GOAL OF THE EXERCISE — Word for word, copy all the data and drop the pictures.

TASK INPUTS —
• • • • • • •
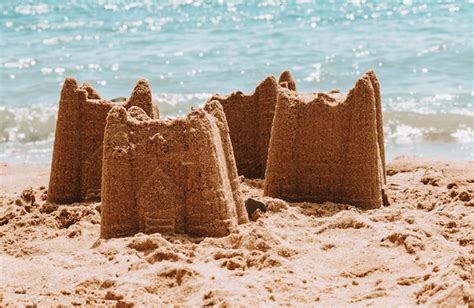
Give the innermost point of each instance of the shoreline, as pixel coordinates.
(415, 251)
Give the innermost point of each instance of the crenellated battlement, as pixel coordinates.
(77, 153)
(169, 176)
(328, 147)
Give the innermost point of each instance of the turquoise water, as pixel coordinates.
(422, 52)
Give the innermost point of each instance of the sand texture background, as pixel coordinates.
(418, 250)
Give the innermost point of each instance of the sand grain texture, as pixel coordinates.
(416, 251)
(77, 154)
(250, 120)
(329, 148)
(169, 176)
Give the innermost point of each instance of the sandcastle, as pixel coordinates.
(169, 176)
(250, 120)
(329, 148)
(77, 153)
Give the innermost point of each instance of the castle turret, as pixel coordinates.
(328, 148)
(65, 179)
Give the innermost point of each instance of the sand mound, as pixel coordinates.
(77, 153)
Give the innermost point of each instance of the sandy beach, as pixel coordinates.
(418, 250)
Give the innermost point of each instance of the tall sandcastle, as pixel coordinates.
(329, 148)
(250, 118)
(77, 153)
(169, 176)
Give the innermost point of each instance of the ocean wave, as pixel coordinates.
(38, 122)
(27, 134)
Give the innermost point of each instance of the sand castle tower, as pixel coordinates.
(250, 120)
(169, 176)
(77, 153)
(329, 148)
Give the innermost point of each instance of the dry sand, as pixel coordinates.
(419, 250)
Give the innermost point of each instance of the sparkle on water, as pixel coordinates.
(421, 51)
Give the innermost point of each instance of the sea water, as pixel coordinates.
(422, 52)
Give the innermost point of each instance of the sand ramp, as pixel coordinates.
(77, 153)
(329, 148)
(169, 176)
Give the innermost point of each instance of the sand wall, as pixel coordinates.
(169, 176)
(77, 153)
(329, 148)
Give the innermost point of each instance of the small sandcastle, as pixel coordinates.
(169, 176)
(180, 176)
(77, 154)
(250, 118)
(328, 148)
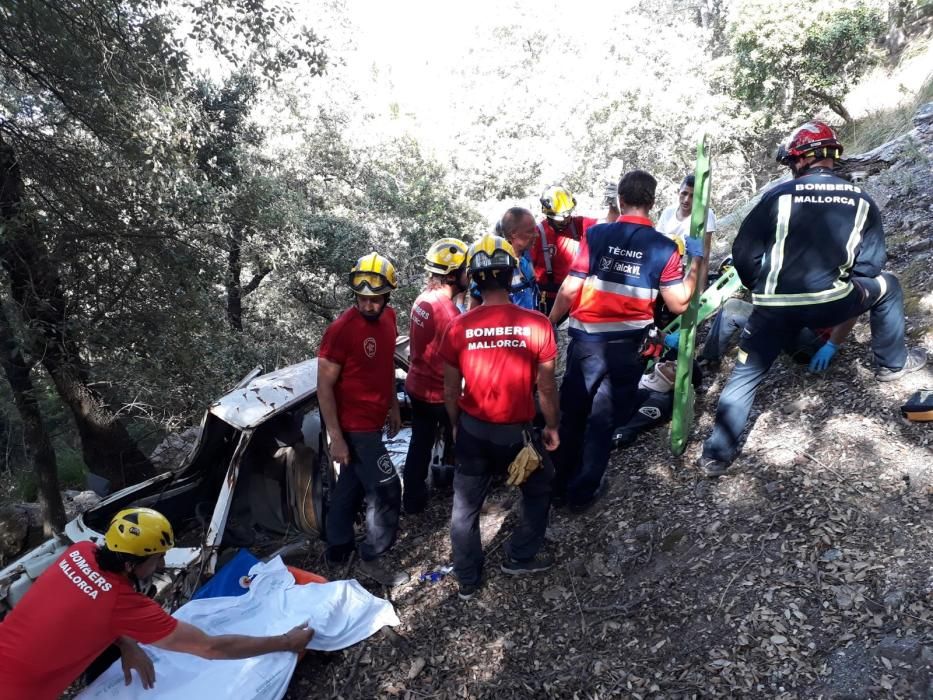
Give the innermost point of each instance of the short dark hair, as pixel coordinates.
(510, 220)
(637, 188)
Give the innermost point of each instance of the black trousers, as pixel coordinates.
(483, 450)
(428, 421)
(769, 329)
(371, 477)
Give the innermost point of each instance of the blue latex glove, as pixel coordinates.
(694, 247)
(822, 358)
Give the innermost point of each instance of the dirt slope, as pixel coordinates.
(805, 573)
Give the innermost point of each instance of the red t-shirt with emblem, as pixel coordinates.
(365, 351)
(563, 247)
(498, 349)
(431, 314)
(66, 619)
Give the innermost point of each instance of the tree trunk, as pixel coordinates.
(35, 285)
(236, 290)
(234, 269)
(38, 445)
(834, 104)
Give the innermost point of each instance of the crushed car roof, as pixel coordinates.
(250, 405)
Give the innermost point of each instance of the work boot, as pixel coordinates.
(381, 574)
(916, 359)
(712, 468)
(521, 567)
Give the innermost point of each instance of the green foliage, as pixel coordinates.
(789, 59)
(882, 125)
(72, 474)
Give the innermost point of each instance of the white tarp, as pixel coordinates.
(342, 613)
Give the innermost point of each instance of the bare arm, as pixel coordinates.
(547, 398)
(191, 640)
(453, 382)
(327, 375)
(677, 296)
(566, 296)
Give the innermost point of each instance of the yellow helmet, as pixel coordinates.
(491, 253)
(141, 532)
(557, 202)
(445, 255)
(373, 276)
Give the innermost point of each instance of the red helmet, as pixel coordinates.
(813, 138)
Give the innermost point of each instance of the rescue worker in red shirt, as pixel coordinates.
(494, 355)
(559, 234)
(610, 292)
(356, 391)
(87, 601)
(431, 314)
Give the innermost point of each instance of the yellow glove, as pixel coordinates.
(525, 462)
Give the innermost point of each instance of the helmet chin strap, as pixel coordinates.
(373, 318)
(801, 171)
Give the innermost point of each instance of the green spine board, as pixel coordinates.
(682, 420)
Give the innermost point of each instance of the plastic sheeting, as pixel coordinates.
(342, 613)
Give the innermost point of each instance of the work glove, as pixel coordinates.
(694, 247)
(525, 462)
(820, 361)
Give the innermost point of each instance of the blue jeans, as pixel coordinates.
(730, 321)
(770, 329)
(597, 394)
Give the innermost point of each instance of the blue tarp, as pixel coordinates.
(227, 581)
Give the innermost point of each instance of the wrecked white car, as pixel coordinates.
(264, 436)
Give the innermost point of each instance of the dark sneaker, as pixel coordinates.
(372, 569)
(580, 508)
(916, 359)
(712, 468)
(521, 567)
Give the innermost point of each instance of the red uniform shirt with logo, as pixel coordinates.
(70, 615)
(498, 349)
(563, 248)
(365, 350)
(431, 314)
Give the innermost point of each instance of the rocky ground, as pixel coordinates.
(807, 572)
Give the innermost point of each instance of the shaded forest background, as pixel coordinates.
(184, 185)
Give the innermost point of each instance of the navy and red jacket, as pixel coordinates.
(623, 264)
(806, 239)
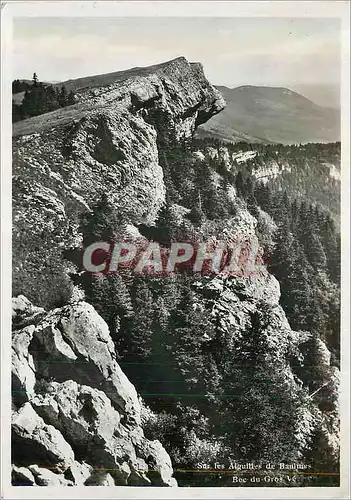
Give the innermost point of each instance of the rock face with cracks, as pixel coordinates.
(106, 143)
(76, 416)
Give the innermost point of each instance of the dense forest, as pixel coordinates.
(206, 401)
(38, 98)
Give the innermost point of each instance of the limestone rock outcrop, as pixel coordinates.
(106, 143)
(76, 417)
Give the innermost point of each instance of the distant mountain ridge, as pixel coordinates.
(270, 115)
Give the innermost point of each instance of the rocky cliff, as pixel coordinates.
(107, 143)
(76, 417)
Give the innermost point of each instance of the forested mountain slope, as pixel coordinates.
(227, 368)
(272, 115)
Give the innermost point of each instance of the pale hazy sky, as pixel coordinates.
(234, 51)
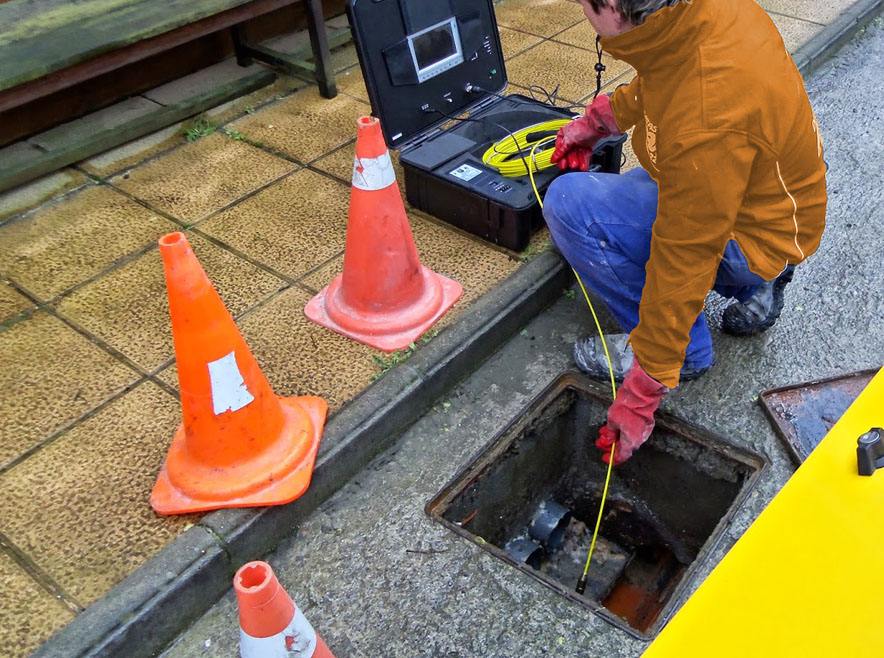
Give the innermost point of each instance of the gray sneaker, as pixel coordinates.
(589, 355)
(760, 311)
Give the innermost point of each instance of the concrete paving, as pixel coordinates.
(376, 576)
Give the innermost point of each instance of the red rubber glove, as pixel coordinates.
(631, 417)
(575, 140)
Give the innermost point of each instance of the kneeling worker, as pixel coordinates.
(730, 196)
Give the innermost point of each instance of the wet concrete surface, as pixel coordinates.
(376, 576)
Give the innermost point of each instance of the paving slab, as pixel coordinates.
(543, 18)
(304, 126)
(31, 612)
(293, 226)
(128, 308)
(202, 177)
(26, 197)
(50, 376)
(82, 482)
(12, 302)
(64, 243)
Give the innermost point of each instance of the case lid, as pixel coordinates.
• • • • • • •
RESPONSE TO THIS EXERCISE —
Give the innermost point of each instance of the shoreline, as pixel coordinates.
(415, 251)
Give the innermost point of each instance of the crenellated battlement, as pixel coordinates.
(77, 153)
(169, 176)
(328, 147)
Give the innermost point of each instance of the turquoise water, as pixel coordinates.
(422, 52)
Give the innermost point of each instance of the sand texture background, as pixel coordinates.
(418, 250)
Give the innermost point of each instance of the sand grain texture, as pixel coordinates.
(416, 251)
(77, 154)
(250, 120)
(329, 148)
(169, 176)
Give the innermost point of each instance of the sandcastle, as pixel coordinates.
(169, 176)
(250, 120)
(329, 148)
(77, 153)
Give the innermost point of each instance of the castle turret, as pixel coordinates.
(328, 148)
(65, 179)
Give the innermost point of each instance of the sand mound, as pixel coordinates.
(77, 153)
Give the innermost point of each instance of the sandy beach, as pixel coordinates.
(418, 250)
Give the innermost point of each instance of the tall sandcastle, as pixel coordinates.
(329, 148)
(250, 118)
(77, 153)
(169, 176)
Give the innermost point of each instance of the ocean wave, as pixel coordinates.
(38, 122)
(27, 134)
Give the innermost point of each instance of the sand castle tower, as pixel coordinates.
(250, 120)
(169, 176)
(77, 153)
(329, 148)
Give the innermost point of each instance of the dry sand, as pixel coordinates.
(419, 250)
Give the innermost point of each instance of the sparkle on water, as pixel coordinates.
(421, 51)
Give the innermost point of each instance of the sea water, as pixel coordinates.
(422, 52)
Give the innermost point of each instance of the sand ramp, as pixel coordinates.
(77, 153)
(329, 148)
(169, 176)
Give the innermost point of each instance of the sand wall, as pixel coordinates.
(169, 176)
(77, 153)
(329, 148)
Give the innermost point of each instance of the small sandcastle, as pixel coordinates.
(169, 176)
(180, 176)
(77, 154)
(250, 118)
(328, 148)
Give the innermost point of each instance of the short dark hair, as pixel coordinates.
(510, 220)
(637, 188)
Give the innermost point of each instance of the black trousers, as pixel coordinates.
(483, 450)
(428, 421)
(769, 329)
(371, 477)
Give the innermost point of each instance of the blue latex glove, as pixel coordinates.
(694, 247)
(822, 358)
Give the innermost point of each instance of the dirt slope, as pixel coordinates.
(805, 573)
Give the innermost point of each instance of the red t-shirt with emblem, as pixel coordinates.
(365, 351)
(563, 247)
(498, 349)
(431, 314)
(66, 619)
Give the innermost point of each instance of the tree trunk, as pixel coordinates.
(35, 285)
(236, 290)
(234, 269)
(38, 445)
(834, 104)
Give the innermost point of each instance of the crushed car roof, as pixel coordinates.
(250, 405)
Give the innermost point of each instance of the work boot, as pixel coordinates.
(381, 574)
(916, 359)
(712, 468)
(521, 567)
Give the innermost point of each instance of the green foliage, as pixel coordinates.
(789, 59)
(882, 125)
(72, 474)
Give the innermost point of each instance of the white tarp, as pixel coordinates.
(342, 613)
Give the innermost point of each instance of the bare arm, as pixel coordinates.
(547, 398)
(191, 640)
(453, 382)
(327, 375)
(677, 296)
(566, 296)
Give the innermost point of each instance of the yellow helmet, as pixel coordinates.
(491, 253)
(141, 532)
(557, 202)
(445, 255)
(373, 276)
Give the innermost point of each instance of the red helmet, as pixel coordinates.
(813, 138)
Give the innermost point of each instance of the rescue worker in red shirt, as pixel coordinates.
(494, 355)
(559, 234)
(610, 292)
(356, 391)
(87, 601)
(431, 314)
Give the innermost point of each instance of the yellow glove, as pixel coordinates.
(525, 462)
Give the innermost point of each instance of the helmet chin strap, as pixel coordinates.
(373, 318)
(801, 171)
Give the innermost point of each instance of the green spine board, as pixel coordinates.
(682, 420)
Give the innermost point of each instance of the plastic sheeting, as pixel coordinates.
(342, 613)
Give the innermost point of each instance of the work glove, as pixel coordinates.
(694, 247)
(525, 462)
(820, 361)
Give the innermost point of each instance of the blue jeans, as pixel coordinates.
(730, 321)
(770, 329)
(597, 394)
Give the innermost point of each instance of the blue tarp, as pixel coordinates.
(227, 581)
Give the innermost point of each instance of the wrecked white car, as pixel coordinates.
(264, 436)
Give the innermost point of each instance of the dark sneaker, as pixel coordinates.
(372, 569)
(580, 508)
(916, 359)
(712, 468)
(521, 567)
Give the innermost point of each instance of the red uniform shirt with logo, as pixel coordinates.
(70, 615)
(498, 349)
(563, 248)
(365, 350)
(431, 314)
Give the innermost point of each instance of the rocky ground, as pixel coordinates.
(807, 572)
Give the innermost point of each instance of the shaded forest background, as pixel coordinates.
(184, 185)
Give the innermost point of each instance of the navy and red jacket, as pixel coordinates.
(623, 264)
(806, 239)
Give the innermost point of each instance of the rock face with cracks, as pixel coordinates.
(106, 143)
(76, 416)
Give the innermost point of each instance of the dense forest, as pixel coordinates.
(206, 401)
(38, 98)
Give the innermost point of each instance of the limestone rock outcrop, as pixel coordinates.
(106, 143)
(76, 417)
Give the innermost point of each instance of the distant mountain ridge, as pixel coordinates.
(270, 115)
Give the innermost point of each instance of the rocky cliff, as pixel coordinates.
(107, 143)
(76, 417)
Give the innermost point of each instance of the forested mountain slope, as pixel coordinates.
(227, 368)
(272, 115)
Give the innermost point of each instance of the pale hazy sky, as pixel coordinates.
(234, 51)
Give the innermost point of each instance of the gray sneaker, as pixel coordinates.
(589, 355)
(760, 311)
Give the innermost point of each instance of the concrete paving, as pixel coordinates.
(376, 576)
Give the innermost point of each instance of the red rubber glove, as pixel coordinates.
(631, 417)
(575, 140)
Give the innermost point of each instance of the kneeling worker, as pixel coordinates.
(730, 196)
Give the innermost point of each instance of the wet concrete surface, as pixel coordinates.
(376, 576)
Give the innermost point of each instance of the paving slab, as pixel coordinates.
(543, 18)
(304, 126)
(31, 612)
(293, 226)
(128, 308)
(202, 177)
(26, 197)
(50, 376)
(82, 482)
(12, 302)
(64, 243)
Give the innermost point of each instance of the case lid, as pixel coordinates.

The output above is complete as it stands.